(Collected data)
____________________
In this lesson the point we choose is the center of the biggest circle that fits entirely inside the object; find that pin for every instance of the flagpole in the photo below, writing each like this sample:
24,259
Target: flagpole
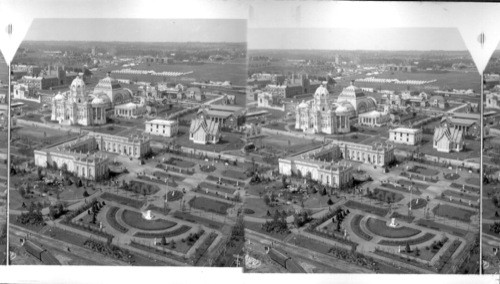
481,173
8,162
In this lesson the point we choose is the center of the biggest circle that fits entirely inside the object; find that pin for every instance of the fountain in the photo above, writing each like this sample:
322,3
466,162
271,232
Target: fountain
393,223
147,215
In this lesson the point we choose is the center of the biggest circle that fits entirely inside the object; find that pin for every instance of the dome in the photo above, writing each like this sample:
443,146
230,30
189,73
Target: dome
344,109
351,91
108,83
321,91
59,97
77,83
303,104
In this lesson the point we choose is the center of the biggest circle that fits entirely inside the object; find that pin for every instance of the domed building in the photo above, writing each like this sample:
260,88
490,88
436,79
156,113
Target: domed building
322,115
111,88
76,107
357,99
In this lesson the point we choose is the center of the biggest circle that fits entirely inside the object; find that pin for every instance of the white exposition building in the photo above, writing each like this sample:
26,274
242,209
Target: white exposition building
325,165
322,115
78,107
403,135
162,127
____________________
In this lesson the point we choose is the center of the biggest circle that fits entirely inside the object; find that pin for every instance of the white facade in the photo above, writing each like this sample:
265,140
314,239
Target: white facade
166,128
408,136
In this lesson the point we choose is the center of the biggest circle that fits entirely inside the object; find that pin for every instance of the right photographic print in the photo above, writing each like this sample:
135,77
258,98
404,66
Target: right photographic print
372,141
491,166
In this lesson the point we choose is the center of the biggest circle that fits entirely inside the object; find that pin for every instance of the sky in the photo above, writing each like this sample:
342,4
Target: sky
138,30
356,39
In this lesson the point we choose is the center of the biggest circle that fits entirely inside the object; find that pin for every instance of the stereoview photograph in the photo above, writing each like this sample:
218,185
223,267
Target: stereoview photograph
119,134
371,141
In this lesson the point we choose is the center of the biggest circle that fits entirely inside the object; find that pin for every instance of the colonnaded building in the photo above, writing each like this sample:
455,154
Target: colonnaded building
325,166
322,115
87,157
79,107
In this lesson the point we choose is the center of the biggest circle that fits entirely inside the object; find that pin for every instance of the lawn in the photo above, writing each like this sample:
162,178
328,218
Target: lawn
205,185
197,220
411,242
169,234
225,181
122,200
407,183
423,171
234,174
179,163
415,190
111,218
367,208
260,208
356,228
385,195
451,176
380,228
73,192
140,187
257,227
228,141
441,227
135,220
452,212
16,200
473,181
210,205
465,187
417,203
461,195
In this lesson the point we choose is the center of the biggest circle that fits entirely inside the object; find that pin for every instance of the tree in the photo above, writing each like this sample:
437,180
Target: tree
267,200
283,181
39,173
____________________
Report every line of the entries above that contains the string "white", copying each line in full. Case counts.

*Task response*:
In this lesson the point we choose is the center of the biggest circle that fits entirely inside the object; find that pin for every instance of the white exposition building in the photo above, writing each like this sample:
Target: white exposition building
In this lesson the point we choose is the center of the biggest circle that fits entirely inside the object; find that pin for every instance of the white facade in the photo above, writing each like this sample:
Target: white facade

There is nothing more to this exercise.